WORKING DATA start

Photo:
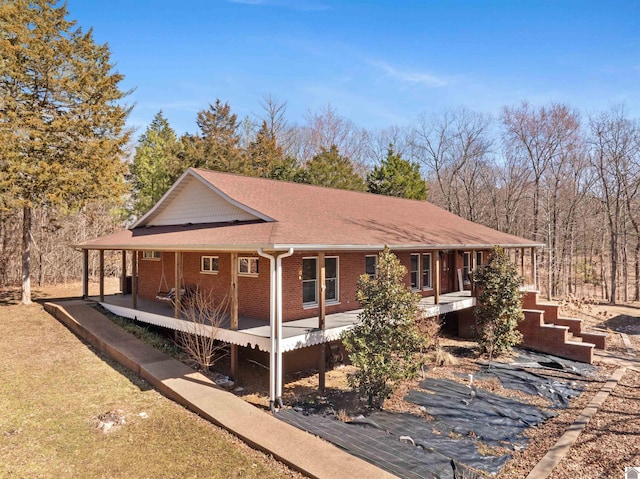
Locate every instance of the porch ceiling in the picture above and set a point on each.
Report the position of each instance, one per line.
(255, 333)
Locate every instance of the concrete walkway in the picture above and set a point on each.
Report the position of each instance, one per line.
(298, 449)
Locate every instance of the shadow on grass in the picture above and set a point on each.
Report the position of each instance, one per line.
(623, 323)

WORKING DATA end

**TASK DESCRIPTION**: Please copy the lines above word for word, leaving out the pictures.

**CORRECT ANSWER**:
Photo:
Locate every instance of the porch ceiling in the picture above and set a point on each.
Report the position of each instance, one per line.
(255, 333)
Locate every instance of the concrete walkway in the picture above and set a point on each.
Report the position of each instance, one per line.
(298, 449)
Locate every instance of the shadow on grass in the picture above and set a point on each.
Report the position of each instance, one per line.
(623, 323)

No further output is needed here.